Sayfa alıntısı:
Filistin, BM üyeliğine 2011 yılında başvurdu. Bu başvurusu BM Güvenlik Konseyi'ne gitti. 15 üyeli Güvenlik Konseyi’nin 9 üyesinden onay alması ve en önemlisi 5 daimi üyenin veto etmemesi gerekiyordu. Maalesef Filistin her defasında ABD'nin vetosuyla karşılaştı. Eğer Güvenlik Konseyi'nin onayını alabilseydi BM Genel Kurulunda yapılacak oylamada oyların üçte ikisini alması halinde tam üye olabilirdi. Filistin’in BM Genel Kurulunda yeter sayıda destekçisi var, bu oylama sorun olmaz.

Filistin’in halihazırda BM'deki statüsü 2012'den beri üye olmayan gözlemci devlet statüsüdür. Bir zamanlar Vatikan da benzer bir statüye sahipti. Bu statü, Filistin’e bazı uluslararası haklar kazandırmıştır örneğin Uluslararası Ceza Mahkemesine taraf olma gibi ama yeterli değildir.

Yönerge 1: Aşağıdaki kayıtlarda "rock" kelimesini içeren her satırı belirleyin ve bu satırları değiştirmeden kopyalayın.

[Koleksiyon girdileri]

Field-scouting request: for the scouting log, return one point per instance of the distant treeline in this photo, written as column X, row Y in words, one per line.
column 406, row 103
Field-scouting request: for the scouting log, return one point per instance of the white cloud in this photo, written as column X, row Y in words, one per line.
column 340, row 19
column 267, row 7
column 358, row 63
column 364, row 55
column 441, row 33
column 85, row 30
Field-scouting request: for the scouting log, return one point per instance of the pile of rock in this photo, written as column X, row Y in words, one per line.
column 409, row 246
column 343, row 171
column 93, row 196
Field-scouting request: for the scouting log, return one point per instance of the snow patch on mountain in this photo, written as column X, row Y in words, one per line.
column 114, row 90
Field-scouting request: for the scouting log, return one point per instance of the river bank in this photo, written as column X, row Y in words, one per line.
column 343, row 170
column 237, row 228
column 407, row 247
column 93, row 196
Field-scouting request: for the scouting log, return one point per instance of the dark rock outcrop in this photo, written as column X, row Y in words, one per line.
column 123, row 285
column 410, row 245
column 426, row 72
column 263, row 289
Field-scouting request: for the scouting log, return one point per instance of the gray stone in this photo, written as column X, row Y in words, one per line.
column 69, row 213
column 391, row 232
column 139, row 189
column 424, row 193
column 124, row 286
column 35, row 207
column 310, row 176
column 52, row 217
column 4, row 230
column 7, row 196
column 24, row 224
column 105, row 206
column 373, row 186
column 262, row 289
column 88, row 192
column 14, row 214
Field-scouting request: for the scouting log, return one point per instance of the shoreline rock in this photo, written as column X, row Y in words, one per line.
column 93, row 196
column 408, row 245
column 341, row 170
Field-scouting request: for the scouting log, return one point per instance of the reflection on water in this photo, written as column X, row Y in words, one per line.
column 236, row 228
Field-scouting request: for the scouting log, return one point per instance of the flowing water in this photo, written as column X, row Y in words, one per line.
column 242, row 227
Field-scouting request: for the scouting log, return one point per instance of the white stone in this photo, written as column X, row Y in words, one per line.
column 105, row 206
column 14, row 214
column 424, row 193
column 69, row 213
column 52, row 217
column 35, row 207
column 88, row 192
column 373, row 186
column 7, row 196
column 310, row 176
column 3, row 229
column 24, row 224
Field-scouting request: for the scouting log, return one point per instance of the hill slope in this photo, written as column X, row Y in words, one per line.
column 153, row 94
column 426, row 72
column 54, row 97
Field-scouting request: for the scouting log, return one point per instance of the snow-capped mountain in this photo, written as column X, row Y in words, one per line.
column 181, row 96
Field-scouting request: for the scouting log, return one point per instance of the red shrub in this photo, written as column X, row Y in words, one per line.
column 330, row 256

Yönerge 2: Yukarıdaki BM üyeliği metnine göre şu ifadelerin her biri için evet ya da hayır deyin ve kararı belirleyen sözleri metinden aynen alıntılayın: (a) Filistin BM üyeliğine 2011 yılında başvurdu. (b) Filistin 2012'den beri BM'de tam üye statüsündedir. (c) Filistin'in Güvenlik Konseyi'ndeki başvurusu ABD'nin vetosuyla karşılaştı.

Görev yanıtı 1:
Field-scouting request: for the scouting log, return one point per instance of the pile of rock in this photo, written as column X, row Y in words, one per line.
Field-scouting request: for the scouting log, return one point per instance of the dark rock outcrop in this photo, written as column X, row Y in words, one per line.
Field-scouting request: for the scouting log, return one point per instance of the shoreline rock in this photo, written as column X, row Y in words, one per line.

Görev yanıtı 2:
(a) Evet: "Filistin, BM üyeliğine 2011 yılında başvurdu."
(b) Hayır: "Filistin’in halihazırda BM'deki statüsü 2012'den beri üye olmayan gözlemci devlet statüsüdür."
(c) Evet: "Maalesef Filistin her defasında ABD'nin vetosuyla karşılaştı."